◆ TASK GOAL
Reproduce nothing but the closing run of lines: the line with "with short beard" and each line that follows it to the end of the data.

◆ SOURCE RECORDS
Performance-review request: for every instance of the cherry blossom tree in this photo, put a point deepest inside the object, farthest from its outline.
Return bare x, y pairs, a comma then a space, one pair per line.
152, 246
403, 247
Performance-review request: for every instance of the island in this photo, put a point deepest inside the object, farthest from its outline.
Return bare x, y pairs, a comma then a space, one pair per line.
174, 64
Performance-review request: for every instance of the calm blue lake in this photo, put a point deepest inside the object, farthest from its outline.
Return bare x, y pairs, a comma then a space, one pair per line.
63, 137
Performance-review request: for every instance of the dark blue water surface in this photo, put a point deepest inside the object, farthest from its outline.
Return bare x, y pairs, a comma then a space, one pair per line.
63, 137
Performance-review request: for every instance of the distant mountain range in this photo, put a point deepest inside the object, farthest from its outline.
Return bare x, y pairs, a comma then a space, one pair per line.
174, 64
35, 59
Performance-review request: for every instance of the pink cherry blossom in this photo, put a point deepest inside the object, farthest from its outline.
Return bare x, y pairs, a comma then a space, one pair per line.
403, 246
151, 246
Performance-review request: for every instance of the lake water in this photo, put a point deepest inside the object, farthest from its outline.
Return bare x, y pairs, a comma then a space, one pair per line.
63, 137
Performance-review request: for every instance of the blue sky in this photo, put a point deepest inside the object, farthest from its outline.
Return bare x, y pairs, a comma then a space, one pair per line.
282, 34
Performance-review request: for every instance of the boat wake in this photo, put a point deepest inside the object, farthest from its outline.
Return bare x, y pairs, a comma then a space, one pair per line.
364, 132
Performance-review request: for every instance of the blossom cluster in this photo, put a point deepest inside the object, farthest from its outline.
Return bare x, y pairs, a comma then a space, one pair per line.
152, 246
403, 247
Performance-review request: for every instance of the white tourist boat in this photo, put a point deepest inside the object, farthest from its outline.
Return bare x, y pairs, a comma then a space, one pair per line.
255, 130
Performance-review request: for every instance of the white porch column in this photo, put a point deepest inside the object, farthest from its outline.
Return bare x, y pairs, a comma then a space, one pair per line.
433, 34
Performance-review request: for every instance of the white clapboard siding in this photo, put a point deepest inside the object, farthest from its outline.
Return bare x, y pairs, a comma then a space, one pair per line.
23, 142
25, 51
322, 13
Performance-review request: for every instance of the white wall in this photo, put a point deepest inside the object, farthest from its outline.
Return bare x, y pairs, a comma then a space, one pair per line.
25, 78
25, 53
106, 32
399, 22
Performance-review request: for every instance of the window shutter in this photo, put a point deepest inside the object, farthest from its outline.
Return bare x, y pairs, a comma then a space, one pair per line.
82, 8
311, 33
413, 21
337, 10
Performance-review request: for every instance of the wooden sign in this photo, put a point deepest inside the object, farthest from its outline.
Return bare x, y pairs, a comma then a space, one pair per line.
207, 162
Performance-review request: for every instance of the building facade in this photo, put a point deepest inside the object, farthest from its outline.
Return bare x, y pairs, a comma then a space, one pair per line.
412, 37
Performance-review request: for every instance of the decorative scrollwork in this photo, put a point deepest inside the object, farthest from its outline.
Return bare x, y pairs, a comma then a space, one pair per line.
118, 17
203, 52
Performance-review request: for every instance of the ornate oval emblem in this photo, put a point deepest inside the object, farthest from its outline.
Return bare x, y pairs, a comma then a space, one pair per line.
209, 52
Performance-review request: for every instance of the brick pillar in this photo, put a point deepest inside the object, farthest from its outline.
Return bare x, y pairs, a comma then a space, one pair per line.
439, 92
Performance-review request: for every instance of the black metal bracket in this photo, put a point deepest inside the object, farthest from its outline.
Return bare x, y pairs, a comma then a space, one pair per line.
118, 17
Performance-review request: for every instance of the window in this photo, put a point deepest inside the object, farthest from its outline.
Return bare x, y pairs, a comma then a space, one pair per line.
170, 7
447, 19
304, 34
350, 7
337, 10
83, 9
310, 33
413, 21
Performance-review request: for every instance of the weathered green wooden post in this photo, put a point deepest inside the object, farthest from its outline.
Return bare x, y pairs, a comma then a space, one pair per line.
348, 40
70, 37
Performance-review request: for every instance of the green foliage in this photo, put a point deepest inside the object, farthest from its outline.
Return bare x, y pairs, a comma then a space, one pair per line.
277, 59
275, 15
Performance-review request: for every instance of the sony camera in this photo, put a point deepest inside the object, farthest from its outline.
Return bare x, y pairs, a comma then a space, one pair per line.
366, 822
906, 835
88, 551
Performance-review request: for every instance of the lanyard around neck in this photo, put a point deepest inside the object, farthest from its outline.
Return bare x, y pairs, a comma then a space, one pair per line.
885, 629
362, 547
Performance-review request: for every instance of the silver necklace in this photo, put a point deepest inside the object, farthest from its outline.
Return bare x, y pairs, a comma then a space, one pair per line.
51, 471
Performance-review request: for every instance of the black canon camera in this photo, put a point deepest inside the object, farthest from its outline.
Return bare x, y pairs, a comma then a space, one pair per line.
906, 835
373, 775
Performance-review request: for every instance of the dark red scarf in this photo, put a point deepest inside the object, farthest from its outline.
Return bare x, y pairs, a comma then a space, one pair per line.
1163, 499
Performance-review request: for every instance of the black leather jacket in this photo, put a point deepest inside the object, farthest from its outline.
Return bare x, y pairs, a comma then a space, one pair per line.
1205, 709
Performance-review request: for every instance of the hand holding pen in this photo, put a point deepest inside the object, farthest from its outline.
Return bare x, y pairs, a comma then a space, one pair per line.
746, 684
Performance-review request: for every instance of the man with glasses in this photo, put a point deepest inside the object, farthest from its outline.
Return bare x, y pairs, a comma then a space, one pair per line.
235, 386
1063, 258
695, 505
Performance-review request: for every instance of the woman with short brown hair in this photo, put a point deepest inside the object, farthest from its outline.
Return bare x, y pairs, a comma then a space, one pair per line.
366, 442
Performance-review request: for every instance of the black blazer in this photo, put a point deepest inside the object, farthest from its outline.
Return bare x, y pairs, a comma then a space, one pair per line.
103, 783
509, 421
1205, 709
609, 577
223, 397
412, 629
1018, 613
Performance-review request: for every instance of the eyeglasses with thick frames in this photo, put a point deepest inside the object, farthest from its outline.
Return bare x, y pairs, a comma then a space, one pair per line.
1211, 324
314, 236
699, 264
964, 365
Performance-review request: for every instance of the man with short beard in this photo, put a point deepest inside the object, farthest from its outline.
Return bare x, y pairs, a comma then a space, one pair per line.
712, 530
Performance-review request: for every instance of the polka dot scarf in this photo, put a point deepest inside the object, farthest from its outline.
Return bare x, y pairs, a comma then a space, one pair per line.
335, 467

◆ FINISHED TASK
Performance-review request: for every instance of the man with short beard in this photo, put a point deepest inside the object, farthest from its outline.
Return bare x, y pairs, a comma then a space, one pair per line.
712, 530
Performance-review request: for every instance of the polka dot scarf in this photo, put a point deepest inside the object, farthest from its outline.
Return bare x, y pairs, a comma then a space, one pair per line.
335, 467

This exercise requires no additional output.